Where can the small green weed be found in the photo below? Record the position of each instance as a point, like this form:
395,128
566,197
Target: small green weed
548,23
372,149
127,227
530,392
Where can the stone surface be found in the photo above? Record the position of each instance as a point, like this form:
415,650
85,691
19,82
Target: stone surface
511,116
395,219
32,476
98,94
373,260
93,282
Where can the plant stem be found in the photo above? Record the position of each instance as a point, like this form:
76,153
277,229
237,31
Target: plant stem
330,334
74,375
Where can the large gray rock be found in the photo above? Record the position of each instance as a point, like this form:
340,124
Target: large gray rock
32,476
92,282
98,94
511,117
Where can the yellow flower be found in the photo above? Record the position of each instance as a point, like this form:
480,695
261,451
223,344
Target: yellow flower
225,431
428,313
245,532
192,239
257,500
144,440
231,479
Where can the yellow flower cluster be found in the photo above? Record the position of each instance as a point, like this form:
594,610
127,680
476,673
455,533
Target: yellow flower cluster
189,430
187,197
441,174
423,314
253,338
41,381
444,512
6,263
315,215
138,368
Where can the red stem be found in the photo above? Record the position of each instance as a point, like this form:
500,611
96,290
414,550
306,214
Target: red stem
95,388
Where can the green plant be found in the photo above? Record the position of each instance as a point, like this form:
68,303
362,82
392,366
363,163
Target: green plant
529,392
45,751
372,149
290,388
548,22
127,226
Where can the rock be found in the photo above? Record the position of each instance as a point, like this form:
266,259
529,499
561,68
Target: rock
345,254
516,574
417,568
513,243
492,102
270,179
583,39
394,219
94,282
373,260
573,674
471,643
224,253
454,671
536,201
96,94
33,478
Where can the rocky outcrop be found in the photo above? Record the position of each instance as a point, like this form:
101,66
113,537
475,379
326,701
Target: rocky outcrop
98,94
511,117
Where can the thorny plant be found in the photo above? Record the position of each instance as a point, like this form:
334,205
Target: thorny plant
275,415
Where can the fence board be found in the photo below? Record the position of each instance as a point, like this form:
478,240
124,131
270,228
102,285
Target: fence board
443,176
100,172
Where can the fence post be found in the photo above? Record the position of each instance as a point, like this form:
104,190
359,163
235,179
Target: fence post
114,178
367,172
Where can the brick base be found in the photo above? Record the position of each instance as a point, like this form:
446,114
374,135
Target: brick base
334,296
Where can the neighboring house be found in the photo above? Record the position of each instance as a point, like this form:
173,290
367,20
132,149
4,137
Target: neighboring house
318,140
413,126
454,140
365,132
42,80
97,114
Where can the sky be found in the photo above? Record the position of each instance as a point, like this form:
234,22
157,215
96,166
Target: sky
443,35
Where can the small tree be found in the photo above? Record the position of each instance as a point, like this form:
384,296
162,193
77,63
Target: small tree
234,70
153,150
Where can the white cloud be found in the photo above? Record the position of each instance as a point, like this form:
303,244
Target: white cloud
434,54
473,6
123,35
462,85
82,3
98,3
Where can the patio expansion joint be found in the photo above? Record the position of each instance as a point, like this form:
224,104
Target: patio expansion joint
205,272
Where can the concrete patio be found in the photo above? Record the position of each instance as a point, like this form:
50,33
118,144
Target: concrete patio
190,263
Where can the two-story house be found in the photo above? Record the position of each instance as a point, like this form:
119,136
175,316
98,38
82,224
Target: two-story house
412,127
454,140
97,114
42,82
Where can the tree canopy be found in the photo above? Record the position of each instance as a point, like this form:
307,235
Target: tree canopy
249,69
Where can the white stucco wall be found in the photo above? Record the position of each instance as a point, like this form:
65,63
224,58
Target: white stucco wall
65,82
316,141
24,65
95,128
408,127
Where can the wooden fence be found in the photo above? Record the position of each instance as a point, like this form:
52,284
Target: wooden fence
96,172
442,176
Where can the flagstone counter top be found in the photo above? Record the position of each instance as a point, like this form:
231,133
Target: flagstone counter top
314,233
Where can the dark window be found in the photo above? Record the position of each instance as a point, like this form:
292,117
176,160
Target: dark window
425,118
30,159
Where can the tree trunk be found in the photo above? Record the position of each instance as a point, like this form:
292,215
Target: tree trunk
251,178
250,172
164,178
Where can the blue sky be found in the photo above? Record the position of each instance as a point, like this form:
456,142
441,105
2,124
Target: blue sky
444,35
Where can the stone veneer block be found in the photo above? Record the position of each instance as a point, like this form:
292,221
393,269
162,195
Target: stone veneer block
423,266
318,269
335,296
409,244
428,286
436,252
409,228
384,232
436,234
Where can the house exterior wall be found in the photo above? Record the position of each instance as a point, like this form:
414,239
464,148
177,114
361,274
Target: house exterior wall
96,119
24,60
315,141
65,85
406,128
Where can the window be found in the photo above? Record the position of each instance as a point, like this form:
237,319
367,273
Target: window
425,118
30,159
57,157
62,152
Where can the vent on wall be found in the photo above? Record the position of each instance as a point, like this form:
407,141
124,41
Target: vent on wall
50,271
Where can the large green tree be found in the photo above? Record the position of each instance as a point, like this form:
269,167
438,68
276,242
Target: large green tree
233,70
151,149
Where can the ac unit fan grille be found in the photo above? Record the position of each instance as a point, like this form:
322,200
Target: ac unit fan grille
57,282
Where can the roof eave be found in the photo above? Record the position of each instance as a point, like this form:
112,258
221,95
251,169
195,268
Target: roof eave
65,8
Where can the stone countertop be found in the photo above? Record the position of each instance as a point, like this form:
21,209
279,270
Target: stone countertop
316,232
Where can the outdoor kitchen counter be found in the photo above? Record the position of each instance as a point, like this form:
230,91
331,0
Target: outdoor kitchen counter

***

▶ _TASK STATEMENT_: The complete listing is to be repeated exactly.

▶ _SOLVED PROBLEM_:
Where can the small green weed be found in the photo below? Record the position of each instance as a point, like this form:
395,128
566,197
Target: small green weed
548,23
372,149
127,227
530,392
Where can the stone surface be found in the photo above? Record the position of each instance as a point, like this form:
415,650
85,691
19,82
Target: stone surface
511,116
395,219
32,476
98,94
373,260
93,282
Where can the plant stem be found in the photo above? Record the position of each instance as a point, like this form:
76,153
277,229
237,31
Target: plant stem
330,334
74,375
Where can the large gray rock be found in the photo above? Record the position of each instance as a point, like this form:
340,124
Target: large gray rock
32,476
92,282
98,94
511,117
Where can the yellow flower be found in the photo above? Record the position of each instance as a point, like this form:
480,695
261,451
223,344
Target: yellow flower
225,431
428,313
245,532
192,239
257,500
144,440
231,479
Where can the yellow flower cluster be found in the photo above? Record the position of each instance as a point, like this form:
594,610
127,680
476,673
455,533
Target: yellow flower cluster
189,430
187,197
441,174
423,314
253,338
41,381
444,512
6,263
315,215
138,368
Where can the red stem be found in the photo above? Record the position of each instance as a point, like this form:
500,611
96,290
414,550
306,214
Target: red stem
95,388
Where can the green plant be found in the photo above? Record the position of each instance as a point, like this form:
68,303
362,82
392,366
363,163
Target: green plant
529,392
45,751
372,149
290,388
548,22
127,226
Where can the rock be found in the photo above? Record the position of each instance as a point, like this form:
266,259
529,499
561,68
Target: rock
345,254
516,574
417,568
513,243
492,102
270,179
583,39
394,219
94,282
373,260
573,674
471,643
224,253
454,671
536,201
96,94
33,478
Where can the rocky outcrop be found in the photo above? Record the position of each instance as a point, like this form:
101,66
113,537
475,379
326,701
Target: rocky outcrop
98,94
511,117
Where can the thorny plant be found in the photo above? Record the position of each instance as a point, like this form:
334,205
Target: thorny plant
275,415
Where can the fence board be found in the photo below? Record the position of each instance as a point, like this form:
478,240
124,131
270,228
102,285
Target: fence board
443,176
100,172
Where can the fence post be found in the photo above? Record the position of each instance as a point, like this form:
104,190
359,163
235,179
Target: fence post
114,178
367,172
Where can the brick base be found in the photo above? Record the position of each instance as a point, like this form:
446,114
374,135
Target: brick base
334,296
Where can the neighboring house be found in the photo above? Record the position of each instance as a point, like this form:
173,290
367,20
132,149
4,137
Target: neighboring house
318,140
413,126
454,140
365,132
42,80
97,114
Where can the sky be found in the photo above? Record the position of each instance as a point, like this form:
234,22
157,215
96,166
Target: sky
443,35
Where can the small tree be found in the photo above? Record the position of each instance as a point, like this form:
384,296
162,193
77,63
Target: small tree
234,70
153,150
Where can the white cloud be found in the photo above? Record the position of each instance as a point, like this form:
303,244
Target: white cloud
434,54
473,6
123,35
462,85
82,3
98,3
Where can the patio expansion joint be found in the photo above? Record the position of each instance as a point, like this form:
224,104
Target: patio expansion joint
205,272
Where can the concrete patio be found in the photo above? Record the position of each instance as a point, like this form:
50,33
118,144
Target: concrete patio
190,263
Where can the two-story house be found in the photo above? Record the position of each instance as a point, like this form:
119,136
175,316
98,38
82,224
Target: two-story house
412,127
454,140
97,114
42,82
Where can the tree canopy be found in the photo above? Record the position of each instance as a point, like this form:
307,235
Target: tree canopy
249,69
Where can the white stucco wall be found in the photo above? Record the position of each instance as a point, like this form:
65,63
224,58
Target: white stucco wall
65,82
316,141
24,65
95,128
408,127
Where can the wooden fence be found in the photo above? Record the position of each instance as a point, like this form:
52,284
Target: wooden fence
96,172
442,176
Where can the flagstone counter top be found in the photo above? Record the position of each instance as a point, like this form:
231,133
Target: flagstone counter top
314,233
Where can the dark window be found in the photo above? Record the position of each instance as a point, like this form:
292,117
176,160
Target: dark window
425,118
30,159
Where can the tree trunk be found in the photo above? Record the position of each instance as a point, like this form:
292,215
Target: tree trunk
251,178
250,172
164,178
Where can the blue sky be found in the photo above? Record the position of each instance as a point, like this form:
456,142
441,105
2,124
Target: blue sky
444,35
Where can the stone veneer block be found in the photo above? Record the position of each instance as a point, like this form:
292,221
393,269
162,195
Target: stone veneer block
423,266
318,269
335,296
409,244
428,286
436,252
409,228
384,232
436,234
Where can the house exterior wall be found in the photo above? Record the position of each instance as a point, like this form:
414,239
464,148
177,114
361,274
Target: house exterior wall
96,119
24,60
315,141
65,85
406,128
Where can the window be found in the photo above? Record the position of each instance as a point, like this form:
237,319
367,273
Target: window
425,118
30,159
57,157
62,152
Where can the vent on wall be found in the photo above? Record the position of each instance as a point, like this form:
407,141
124,41
Target: vent on wall
50,271
Where can the large green tree be found in the photo above? Record the position of each instance as a point, like this form:
269,167
438,68
276,242
Target: large green tree
233,70
151,149
Where can the ac unit fan grille be found in the photo above? Record the position of each instance as a point, like this form:
322,200
Target: ac unit fan grille
57,282
Where can the roof eave be found in the photo above? Record the position of each instance as a point, like this form:
112,258
221,95
251,169
195,268
Target: roof eave
65,8
Where can the stone countertop be found in the photo above? Record the position of each instance as a point, like this form:
21,209
279,270
Target: stone countertop
316,232
Where can the outdoor kitchen counter be found in the photo above? Record the position of each instance as a point, like this form:
230,91
331,0
Target: outdoor kitchen counter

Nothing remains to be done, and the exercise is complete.